• [Exercise passage]
*** Block opens ***
The present invention pertains to a distraction device used to widen an upper jaw (maxillae) after osteotomy and fixation of an adjustable bridging onto the bone of the palate with the goal to gradually increase the distance between the two mutually opposite halves of the jaw.
The device is used in maxillofacial surgery, in particular in orthognathic surgery in patients with narrow maxillae. It concerns a developmental disturbance, sometimes congenital as in cleft lip and palate, that can lead to a cross-bite, tooth crowding, hindered nasal breathing, a disturbed occlusion with the lower dental arch, and a psychosocial aesthetic problem. The aim of the invention is to restore the dental occlusion, to improve nasal breathing and to bring the face into normal proportions.
The assets of this invention compared to tooth-borne appliances (that are patented by Leone, Schellino and Modica (EP 0846446), by Palmisano (WO 9629964), by Bernhard Förster (WO 9628110 and WO 9810708), by Klapper aand George (EP 0706349), are that there is no or less rotation of the jaw segments in the frontal plane by its high level of force application, that it results in orthopaedic and not orthodontic expansion, that dento-alveolar relapse is not to be expected during and after the expansion, that the interchangeable expansion- modules allow to continue expansion without having to resort to the fabrication of a new appliance, and that the orthodontist has all teeth available to start with active orthodontic treatment before the stabilisation period has ended.
This is realised according to the invention because the device has following parts;
two abutment plates, that are fixed to the palatal bone (processus palatinus ossis maxillaris), whether with screws into drill holes (as in current description) or with other means such as pins, left and right under the soft tissues;
a box-like extension, provided by a slot (in current description) or another hinge mechanism to fix the distraction module into or onto. The extension pierces the soft tissues;
expandable parts (distraction modules) of different lengths, in current description four, with at both sides connections possibilities (in current description wings) that fit into or onto the extension of the abutment plates.
The distraction module comprises a telescopic screw. The telescopic screw allows the distraction section to be kept compact, leading to a greater stretching with a small initial length. Modules of different lengths allow to choose in the individual case for the proper initial size, and, in the current description, to change for a bigger size when deemed necessary.
The screws or pins used to fix the abutment plate to the palate have appropriate lengths in order to avoid damage to the roots of the teeth.
After a latency period of four to seven days, activation can start, by 1/3 mm daily. After a distraction period of one to two weeks, and a stabilization period of one to three months, the orthodontist can start with fixed orthodontic appliances. One or two months later, the apparatus is removed. Complete bony consolidation occurs in the median vertical distraction area and in the lateral horizontal distraction areas.
Advantageously, the expansion screw is a mechanical jackscrew, which comprises three parts which fit into one another, the central segment having the largest diameter, in order to act as a connecting sleeve, and being provided at its ends with internal turns of opposite direction and different sizes, into which two mutually opposite telescopic arms fit, which are able to move into one another and have virtually the same length as the connecting sleeve, so that they can move completely into and out of the central connecting sleeve.
*** Block closes ***
• [Work instruction A] Output the part of the distraction device description starting with "The distraction module comprises" and going on through "when deemed necessary.".
• [Work instruction B] Turn the paragraph of the distraction device description that begins "After a latency period" into a short list that keeps its main facts.
Rely only on the distraction device description for your answers.

• [Data under study]
*** Block opens ***
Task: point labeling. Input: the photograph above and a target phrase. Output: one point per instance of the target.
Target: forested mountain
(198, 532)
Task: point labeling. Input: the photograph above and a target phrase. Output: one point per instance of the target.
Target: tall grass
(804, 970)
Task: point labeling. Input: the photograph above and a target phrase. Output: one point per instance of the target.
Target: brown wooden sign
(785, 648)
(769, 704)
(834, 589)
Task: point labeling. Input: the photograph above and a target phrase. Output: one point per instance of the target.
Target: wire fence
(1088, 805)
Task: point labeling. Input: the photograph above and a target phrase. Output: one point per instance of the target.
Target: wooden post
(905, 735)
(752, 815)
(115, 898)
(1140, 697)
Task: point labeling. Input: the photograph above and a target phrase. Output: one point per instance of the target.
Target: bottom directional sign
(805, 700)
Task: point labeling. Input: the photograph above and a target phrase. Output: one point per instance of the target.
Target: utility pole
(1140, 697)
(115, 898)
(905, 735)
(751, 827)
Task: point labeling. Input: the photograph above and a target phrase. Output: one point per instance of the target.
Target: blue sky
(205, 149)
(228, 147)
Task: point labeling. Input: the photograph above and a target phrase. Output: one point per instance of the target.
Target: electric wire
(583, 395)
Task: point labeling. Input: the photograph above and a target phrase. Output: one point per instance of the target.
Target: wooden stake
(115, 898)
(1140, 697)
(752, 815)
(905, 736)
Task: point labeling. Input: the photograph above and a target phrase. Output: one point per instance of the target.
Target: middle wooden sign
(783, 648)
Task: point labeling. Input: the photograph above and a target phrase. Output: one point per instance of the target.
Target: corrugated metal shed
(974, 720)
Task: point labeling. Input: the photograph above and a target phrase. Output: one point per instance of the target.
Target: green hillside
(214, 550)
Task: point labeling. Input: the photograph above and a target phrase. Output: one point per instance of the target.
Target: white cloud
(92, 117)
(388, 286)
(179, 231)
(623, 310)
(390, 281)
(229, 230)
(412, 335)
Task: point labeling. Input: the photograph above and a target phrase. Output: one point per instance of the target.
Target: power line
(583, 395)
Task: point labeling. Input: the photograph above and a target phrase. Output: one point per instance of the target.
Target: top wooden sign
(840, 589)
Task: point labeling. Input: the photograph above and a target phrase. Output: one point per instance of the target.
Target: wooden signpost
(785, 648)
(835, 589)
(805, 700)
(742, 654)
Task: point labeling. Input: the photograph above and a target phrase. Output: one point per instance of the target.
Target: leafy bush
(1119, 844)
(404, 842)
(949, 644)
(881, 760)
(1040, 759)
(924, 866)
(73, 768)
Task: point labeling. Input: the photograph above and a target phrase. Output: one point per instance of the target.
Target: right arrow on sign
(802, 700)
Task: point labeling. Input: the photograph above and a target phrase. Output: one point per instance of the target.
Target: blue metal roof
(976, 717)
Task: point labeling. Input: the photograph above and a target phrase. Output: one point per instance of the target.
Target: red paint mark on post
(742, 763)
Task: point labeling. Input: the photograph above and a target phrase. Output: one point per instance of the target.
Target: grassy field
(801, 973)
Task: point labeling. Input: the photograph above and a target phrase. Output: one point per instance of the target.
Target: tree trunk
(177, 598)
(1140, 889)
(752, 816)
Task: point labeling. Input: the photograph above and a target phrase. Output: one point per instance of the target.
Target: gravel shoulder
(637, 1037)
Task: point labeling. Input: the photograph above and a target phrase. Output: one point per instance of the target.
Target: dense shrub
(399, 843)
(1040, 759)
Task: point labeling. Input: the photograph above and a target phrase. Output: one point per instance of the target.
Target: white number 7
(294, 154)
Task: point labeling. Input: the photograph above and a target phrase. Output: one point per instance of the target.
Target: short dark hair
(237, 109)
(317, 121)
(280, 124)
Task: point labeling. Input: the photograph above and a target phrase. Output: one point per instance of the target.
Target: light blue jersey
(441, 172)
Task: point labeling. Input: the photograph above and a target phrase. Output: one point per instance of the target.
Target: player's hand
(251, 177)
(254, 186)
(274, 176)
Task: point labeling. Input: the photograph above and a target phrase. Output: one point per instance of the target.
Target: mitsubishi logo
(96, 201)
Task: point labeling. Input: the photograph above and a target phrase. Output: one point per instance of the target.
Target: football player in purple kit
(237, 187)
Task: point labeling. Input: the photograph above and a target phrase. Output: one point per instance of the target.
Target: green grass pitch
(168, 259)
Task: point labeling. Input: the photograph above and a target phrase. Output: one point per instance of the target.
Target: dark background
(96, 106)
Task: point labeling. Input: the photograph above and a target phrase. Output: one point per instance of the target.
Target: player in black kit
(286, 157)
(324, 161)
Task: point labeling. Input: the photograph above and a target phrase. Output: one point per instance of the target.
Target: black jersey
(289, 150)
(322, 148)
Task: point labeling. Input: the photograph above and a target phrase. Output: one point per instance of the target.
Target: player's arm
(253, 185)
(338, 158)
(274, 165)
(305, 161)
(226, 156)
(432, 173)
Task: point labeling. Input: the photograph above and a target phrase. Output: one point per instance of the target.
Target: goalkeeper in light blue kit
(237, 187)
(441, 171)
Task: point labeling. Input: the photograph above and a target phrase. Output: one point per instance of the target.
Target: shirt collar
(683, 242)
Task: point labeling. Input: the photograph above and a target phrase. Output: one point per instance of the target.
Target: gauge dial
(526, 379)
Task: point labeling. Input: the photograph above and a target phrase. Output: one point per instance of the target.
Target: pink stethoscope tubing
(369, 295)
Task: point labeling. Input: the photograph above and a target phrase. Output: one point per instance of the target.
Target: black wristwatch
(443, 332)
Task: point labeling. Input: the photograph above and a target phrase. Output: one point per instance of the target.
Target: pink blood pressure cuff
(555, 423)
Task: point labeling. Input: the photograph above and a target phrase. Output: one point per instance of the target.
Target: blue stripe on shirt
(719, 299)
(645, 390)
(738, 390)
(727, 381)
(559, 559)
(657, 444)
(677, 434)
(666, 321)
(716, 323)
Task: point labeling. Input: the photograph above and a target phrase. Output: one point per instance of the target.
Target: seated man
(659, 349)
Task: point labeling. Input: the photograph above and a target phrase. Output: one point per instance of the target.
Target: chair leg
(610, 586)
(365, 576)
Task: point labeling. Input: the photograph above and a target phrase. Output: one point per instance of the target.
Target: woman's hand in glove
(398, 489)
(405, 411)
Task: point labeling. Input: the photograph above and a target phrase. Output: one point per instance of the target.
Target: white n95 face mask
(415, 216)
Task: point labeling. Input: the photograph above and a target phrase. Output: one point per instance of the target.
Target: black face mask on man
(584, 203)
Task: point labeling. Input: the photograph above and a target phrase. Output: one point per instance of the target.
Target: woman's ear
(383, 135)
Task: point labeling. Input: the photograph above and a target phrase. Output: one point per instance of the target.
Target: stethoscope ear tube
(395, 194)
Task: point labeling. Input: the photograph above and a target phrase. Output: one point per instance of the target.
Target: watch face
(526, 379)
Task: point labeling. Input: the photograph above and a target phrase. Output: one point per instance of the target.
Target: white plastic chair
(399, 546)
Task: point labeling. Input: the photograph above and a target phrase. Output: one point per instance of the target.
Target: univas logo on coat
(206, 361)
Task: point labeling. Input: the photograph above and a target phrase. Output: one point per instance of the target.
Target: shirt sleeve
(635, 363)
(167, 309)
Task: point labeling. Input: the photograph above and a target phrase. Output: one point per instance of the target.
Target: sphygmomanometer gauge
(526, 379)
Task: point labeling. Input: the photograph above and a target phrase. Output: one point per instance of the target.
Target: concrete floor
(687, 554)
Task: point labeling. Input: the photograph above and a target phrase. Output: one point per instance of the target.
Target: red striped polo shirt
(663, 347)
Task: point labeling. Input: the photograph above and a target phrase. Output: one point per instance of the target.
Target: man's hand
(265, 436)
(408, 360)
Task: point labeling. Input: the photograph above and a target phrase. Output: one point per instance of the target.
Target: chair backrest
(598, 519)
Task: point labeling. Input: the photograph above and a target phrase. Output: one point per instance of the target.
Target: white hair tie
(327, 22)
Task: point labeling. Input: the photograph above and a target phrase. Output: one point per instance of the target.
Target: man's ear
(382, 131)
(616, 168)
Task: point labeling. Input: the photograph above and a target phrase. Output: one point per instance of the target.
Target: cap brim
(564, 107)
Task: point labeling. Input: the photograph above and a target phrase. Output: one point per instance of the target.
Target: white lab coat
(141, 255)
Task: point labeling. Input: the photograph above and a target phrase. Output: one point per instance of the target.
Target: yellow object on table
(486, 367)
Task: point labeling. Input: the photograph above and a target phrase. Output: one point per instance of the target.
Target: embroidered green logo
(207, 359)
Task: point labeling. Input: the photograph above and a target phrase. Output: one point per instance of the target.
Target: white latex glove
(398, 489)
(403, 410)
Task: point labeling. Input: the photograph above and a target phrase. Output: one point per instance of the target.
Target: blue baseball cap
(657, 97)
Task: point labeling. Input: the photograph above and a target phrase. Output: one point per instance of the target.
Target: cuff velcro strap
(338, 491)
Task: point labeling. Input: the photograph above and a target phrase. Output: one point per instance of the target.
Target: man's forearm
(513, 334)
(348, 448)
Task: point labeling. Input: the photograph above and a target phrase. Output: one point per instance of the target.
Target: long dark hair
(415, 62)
*** Block closes ***
• [Exercise output A]
The distraction module comprises a telescopic screw. The telescopic screw allows the distraction section to be kept compact, leading to a greater stretching with a small initial length. Modules of different lengths allow to choose in the individual case for the proper initial size, and, in the current description, to change for a bigger size when deemed necessary.

• [Exercise output B]
- Activation begins after a latency period of four to seven days, at 1/3 mm per day.
- Distraction lasts one to two weeks, followed by a stabilization period of one to three months.
- The orthodontist can then start with fixed orthodontic appliances.
- The apparatus is removed one or two months later.
- Complete bony consolidation occurs in the median vertical distraction area and the lateral horizontal distraction areas.